[Problem details]: Both the line below containing "box: [0, 28, 89, 164]" and the line containing "positive clicks: (41, 40) (30, 38)", along with every line between them, should be repeated exactly; no other line belongs in the answer.
Exercise inputs START
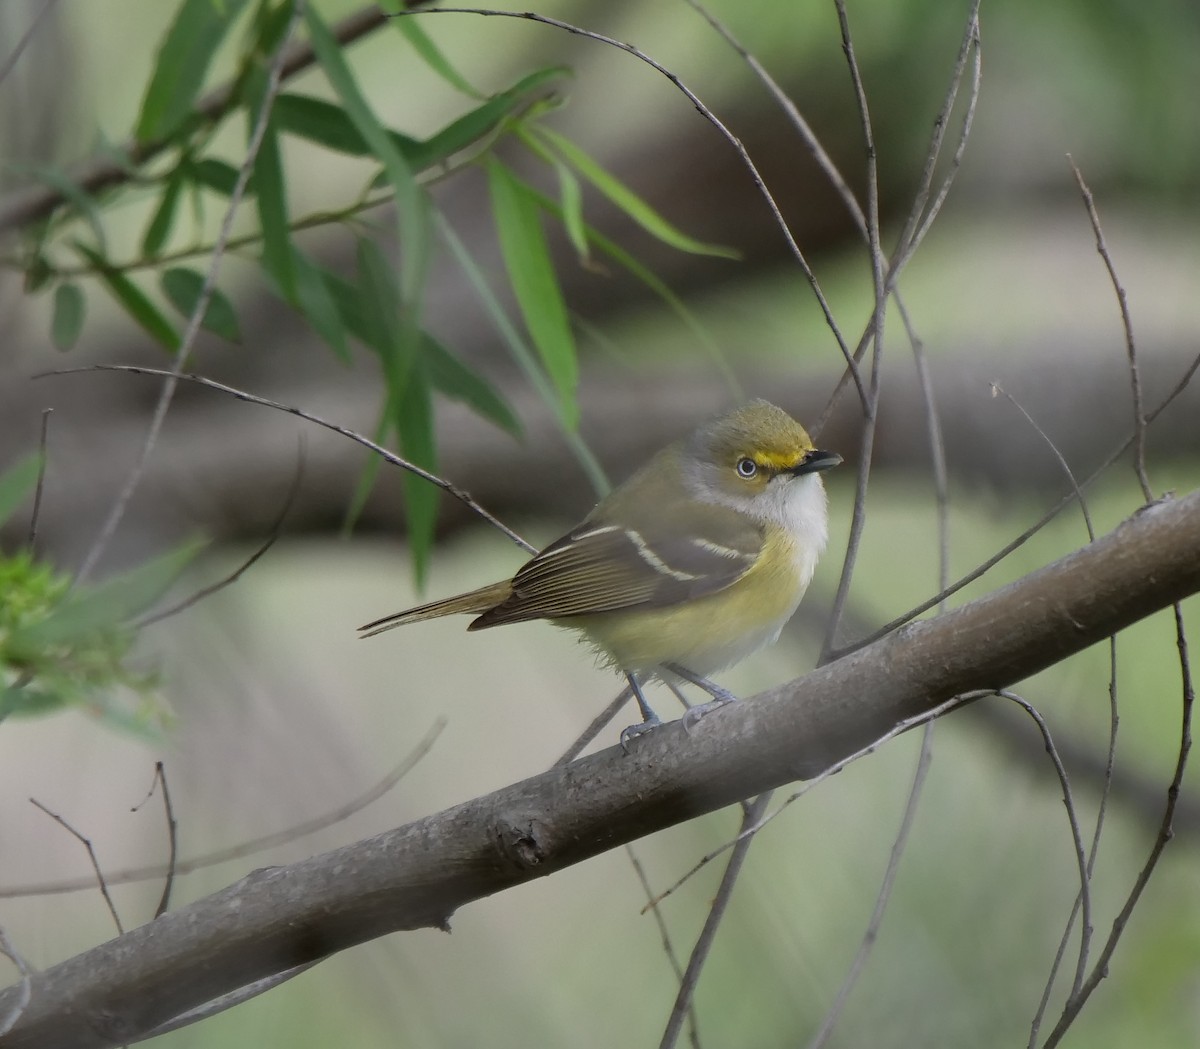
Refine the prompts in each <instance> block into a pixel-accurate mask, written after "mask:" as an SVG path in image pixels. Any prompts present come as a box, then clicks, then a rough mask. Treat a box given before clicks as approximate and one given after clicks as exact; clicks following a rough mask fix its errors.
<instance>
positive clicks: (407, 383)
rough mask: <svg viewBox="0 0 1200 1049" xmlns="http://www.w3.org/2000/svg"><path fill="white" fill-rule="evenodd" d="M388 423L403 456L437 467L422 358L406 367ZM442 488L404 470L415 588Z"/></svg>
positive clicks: (418, 578)
mask: <svg viewBox="0 0 1200 1049" xmlns="http://www.w3.org/2000/svg"><path fill="white" fill-rule="evenodd" d="M392 425H394V426H395V427H396V436H397V437H398V438H400V450H401V452H402V454H403V456H404V458H407V460H409V461H410V462H413V463H415V464H416V466H419V467H424V468H425V469H427V470H430V473H433V472H434V470H437V467H438V460H437V445H436V443H434V439H433V397H432V396H431V391H430V377H428V374H427V372H426V368H425V364H424V361H422V360H421V359H420V358H418V359H416V360H415V361H413V365H412V367H409V368H408V380H407V382H406V383H404V389H403V392H402V394H401V396H400V398H398V400H397V401H396V402H395V404H394V406H392ZM440 497H442V490H440V488H439V487H437V486H436V485H431V484H430V482H428V481H426V480H422V479H421V478H419V476H416V474H412V473H408V470H404V510H406V517H407V523H408V549H409V553H410V555H412V558H413V580H414V582H415V585H416V589H418V591H422V589H424V588H425V577H426V575H427V571H428V565H430V557H431V555H432V553H433V537H434V533H436V531H437V525H438V503H439V502H440Z"/></svg>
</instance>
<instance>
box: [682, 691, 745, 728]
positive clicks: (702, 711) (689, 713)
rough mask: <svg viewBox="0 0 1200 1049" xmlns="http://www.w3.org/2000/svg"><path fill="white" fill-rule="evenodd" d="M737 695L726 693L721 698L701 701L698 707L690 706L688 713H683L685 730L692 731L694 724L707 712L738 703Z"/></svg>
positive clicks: (713, 710)
mask: <svg viewBox="0 0 1200 1049" xmlns="http://www.w3.org/2000/svg"><path fill="white" fill-rule="evenodd" d="M737 700H738V697H737V696H734V695H732V694H730V693H726V694H725V695H724V696H721V697H720V699H716V700H713V702H710V703H701V705H700V706H698V707H689V708H688V711H686V713H685V714H684V715H683V718H682V721H683V731H684V732H688V733H690V732H691V729H692V726H694V725H695V724H696V723H697V721H698V720H700V719H701V718H703V717H704V715H706V714H712V713H713V711H716V709H720V708H721V707H725V706H728V705H730V703H736V702H737Z"/></svg>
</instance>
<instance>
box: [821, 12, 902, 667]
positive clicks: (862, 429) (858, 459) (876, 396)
mask: <svg viewBox="0 0 1200 1049" xmlns="http://www.w3.org/2000/svg"><path fill="white" fill-rule="evenodd" d="M834 7H835V8H836V11H838V24H839V26H840V28H841V46H842V50H844V52H845V53H846V64H847V65H848V67H850V79H851V84H852V85H853V88H854V98H856V101H857V104H858V119H859V121H860V125H862V128H863V144H864V148H865V150H866V239H868V248H869V253H870V260H871V281H872V284H874V289H875V305H874V308H872V311H871V319H870V323H869V326H868V329H866V331H865V332H864V338H870V340H871V341H874V343H875V349H874V352H872V354H871V378H870V385H869V389H868V396H866V402H865V404H864V410H863V424H862V444H860V448H859V457H858V475H857V478H856V486H854V508H853V510H852V512H851V518H850V535H848V538H847V540H846V556H845V558H844V559H842V563H841V576H840V577H839V580H838V589H836V592H835V594H834V599H833V611H832V612H830V615H829V624H828V627H827V628H826V635H824V641H823V642H822V645H821V655H820V657H818V663H824V661H826V658H827V657H828V654H829V652H830V651H832V648H833V643H834V637H835V636H836V634H838V625H839V623H840V622H841V613H842V610H844V609H845V607H846V600H847V598H848V597H850V583H851V580H852V579H853V576H854V565H856V564H857V563H858V549H859V545H860V543H862V539H863V529H864V528H865V527H866V492H868V486H869V484H870V476H871V460H872V457H874V451H875V431H876V421H877V420H878V410H880V392H881V389H882V386H881V383H882V364H883V318H884V312H886V310H887V288H886V284H884V268H886V265H887V264H886V262H884V259H883V248H882V247H881V246H880V187H878V163H877V157H876V150H875V133H874V132H872V130H871V113H870V108H869V106H868V103H866V90H865V88H864V86H863V77H862V72H860V71H859V68H858V59H857V58H856V56H854V44H853V40H852V37H851V32H850V19H848V17H847V14H846V5H845V2H844V0H834Z"/></svg>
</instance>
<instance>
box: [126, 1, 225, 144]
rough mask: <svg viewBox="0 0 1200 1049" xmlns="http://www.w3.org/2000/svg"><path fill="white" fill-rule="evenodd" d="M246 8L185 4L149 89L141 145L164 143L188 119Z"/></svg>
mask: <svg viewBox="0 0 1200 1049" xmlns="http://www.w3.org/2000/svg"><path fill="white" fill-rule="evenodd" d="M245 6H246V0H222V2H216V0H184V2H182V5H180V8H179V14H176V16H175V22H174V23H173V24H172V26H170V29H169V30H168V32H167V36H166V38H164V40H163V42H162V47H161V48H160V49H158V60H157V61H156V62H155V70H154V74H152V76H151V77H150V83H149V85H148V86H146V94H145V98H144V100H143V102H142V114H140V116H139V118H138V125H137V130H136V131H134V134H136V137H137V139H138V142H151V140H152V139H157V138H163V137H166V136H167V134H169V133H170V132H172V131H174V130H175V128H176V127H178V126H179V125H180V124H181V122H182V121H184V120H185V118H187V116H188V114H190V113H191V109H192V103H193V102H194V101H196V98H197V97H198V96H199V94H200V89H202V88H203V86H204V77H205V74H206V73H208V71H209V64H210V62H211V61H212V55H214V54H215V53H216V49H217V48H218V47H220V46H221V41H222V40H224V36H226V34H227V32H228V31H229V28H230V26H232V25H233V23H234V20H235V19H236V17H238V14H240V13H241V8H242V7H245Z"/></svg>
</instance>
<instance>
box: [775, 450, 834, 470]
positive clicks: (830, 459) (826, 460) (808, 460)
mask: <svg viewBox="0 0 1200 1049" xmlns="http://www.w3.org/2000/svg"><path fill="white" fill-rule="evenodd" d="M840 462H841V456H840V455H838V452H836V451H821V450H820V449H816V448H814V449H812V451H810V452H809V454H808V455H805V456H804V458H802V460H800V461H799V462H798V463H797V464H796V466H793V467H792V468H791V469H790V470H788V473H790V474H793V475H794V476H800V475H802V474H815V473H817V472H818V470H823V469H833V468H834V467H835V466H838V463H840Z"/></svg>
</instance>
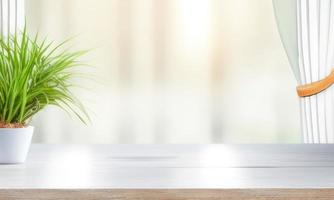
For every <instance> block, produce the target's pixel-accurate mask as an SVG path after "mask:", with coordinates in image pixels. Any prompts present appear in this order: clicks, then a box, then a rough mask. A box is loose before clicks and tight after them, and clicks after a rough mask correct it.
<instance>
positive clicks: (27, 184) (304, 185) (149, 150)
mask: <svg viewBox="0 0 334 200" xmlns="http://www.w3.org/2000/svg"><path fill="white" fill-rule="evenodd" d="M233 188H237V189H265V188H276V189H294V188H298V189H301V188H302V189H305V188H309V189H310V188H313V189H320V188H334V146H333V145H48V144H33V145H32V147H31V150H30V153H29V156H28V159H27V161H26V163H25V164H19V165H0V189H233Z"/></svg>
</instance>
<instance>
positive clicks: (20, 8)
mask: <svg viewBox="0 0 334 200" xmlns="http://www.w3.org/2000/svg"><path fill="white" fill-rule="evenodd" d="M24 14H25V12H24V0H0V24H1V25H0V33H1V34H2V35H8V33H15V32H16V31H17V30H18V29H20V28H23V27H24V18H25V17H24Z"/></svg>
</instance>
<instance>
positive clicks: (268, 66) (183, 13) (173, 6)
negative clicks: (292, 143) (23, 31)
mask: <svg viewBox="0 0 334 200" xmlns="http://www.w3.org/2000/svg"><path fill="white" fill-rule="evenodd" d="M26 7H27V9H26V15H27V22H28V24H29V30H30V31H31V32H32V33H33V32H36V31H39V32H40V34H42V35H47V36H48V38H49V39H52V40H55V41H61V40H64V39H66V38H69V37H71V36H77V37H76V38H75V40H74V41H73V43H74V44H75V45H74V47H73V48H79V49H80V48H84V49H91V48H93V50H92V51H91V52H90V53H89V54H88V55H87V56H86V57H85V58H84V60H85V61H87V62H88V63H89V64H90V65H92V66H94V68H89V69H86V72H88V73H89V74H90V75H91V76H92V78H93V79H95V81H89V80H87V81H80V82H79V83H80V84H81V85H83V86H84V87H86V88H88V89H87V90H78V91H76V93H77V94H78V95H79V96H80V98H81V99H82V100H83V102H84V104H85V105H86V107H87V108H88V110H89V112H90V113H91V116H92V123H91V124H90V125H88V126H85V125H81V124H80V123H79V122H78V121H72V120H70V118H69V117H68V116H67V115H66V114H63V113H62V112H59V111H57V110H56V109H54V108H49V109H47V110H45V111H44V112H42V113H40V114H39V115H38V116H37V117H36V118H34V120H33V124H34V125H35V126H36V134H35V137H34V141H35V142H46V143H295V142H300V133H299V116H298V115H299V114H298V113H299V112H298V99H297V96H296V94H295V85H296V83H295V80H294V77H293V74H292V71H291V69H290V66H289V63H288V60H287V57H286V55H285V53H284V49H283V47H282V45H281V42H280V39H279V34H278V31H277V28H276V23H275V19H274V13H273V9H272V4H271V1H269V0H161V1H160V0H159V1H158V0H57V1H54V0H27V3H26Z"/></svg>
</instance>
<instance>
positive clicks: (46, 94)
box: [0, 28, 89, 164]
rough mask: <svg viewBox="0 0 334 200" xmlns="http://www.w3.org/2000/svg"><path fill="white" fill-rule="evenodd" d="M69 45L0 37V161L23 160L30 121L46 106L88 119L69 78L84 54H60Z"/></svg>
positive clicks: (41, 40) (30, 38)
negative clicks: (77, 98) (29, 122)
mask: <svg viewBox="0 0 334 200" xmlns="http://www.w3.org/2000/svg"><path fill="white" fill-rule="evenodd" d="M66 43H67V41H65V42H63V43H61V44H59V45H53V44H52V42H51V43H48V42H46V40H45V39H44V40H40V37H39V36H38V34H37V35H36V36H34V37H33V38H31V37H29V35H28V34H27V31H26V28H24V30H23V31H22V32H21V33H16V34H12V35H10V36H6V37H0V163H2V164H3V163H22V162H24V161H25V159H26V156H27V153H28V150H29V146H30V143H31V138H32V135H33V130H34V128H33V127H32V126H29V122H30V120H31V118H32V117H33V116H34V115H35V114H37V113H38V112H39V111H41V110H43V109H44V108H45V107H46V106H49V105H53V106H57V107H59V108H61V109H63V110H65V111H67V112H70V113H71V114H74V115H76V116H77V117H79V119H80V120H81V121H83V122H84V123H85V122H86V121H87V120H88V119H89V118H88V115H87V113H86V112H85V110H84V108H83V106H82V104H81V103H80V102H79V101H78V100H77V99H76V98H75V97H74V96H73V94H72V93H71V91H70V88H71V87H72V86H73V84H72V83H71V79H72V78H73V76H75V75H76V74H77V73H76V72H75V71H74V69H75V68H76V67H78V66H79V65H81V63H80V62H79V61H78V58H79V57H80V56H82V55H83V54H84V53H85V52H84V51H80V52H71V51H69V50H62V47H63V46H64V44H66Z"/></svg>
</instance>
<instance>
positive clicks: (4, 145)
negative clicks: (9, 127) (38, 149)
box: [0, 126, 34, 164]
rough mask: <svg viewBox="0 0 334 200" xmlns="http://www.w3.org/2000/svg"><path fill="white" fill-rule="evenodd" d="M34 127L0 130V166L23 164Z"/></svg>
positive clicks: (29, 146) (25, 127) (26, 153)
mask: <svg viewBox="0 0 334 200" xmlns="http://www.w3.org/2000/svg"><path fill="white" fill-rule="evenodd" d="M33 132H34V127H32V126H28V127H25V128H0V164H15V163H23V162H24V161H25V160H26V157H27V154H28V151H29V147H30V144H31V138H32V134H33Z"/></svg>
Exercise inputs END
[Task output]:
box: [0, 28, 89, 164]
rough mask: <svg viewBox="0 0 334 200" xmlns="http://www.w3.org/2000/svg"><path fill="white" fill-rule="evenodd" d="M69 45L0 37V161L23 160L30 121L46 106L88 119L69 78L84 54H60Z"/></svg>
positive clicks: (41, 40) (30, 38)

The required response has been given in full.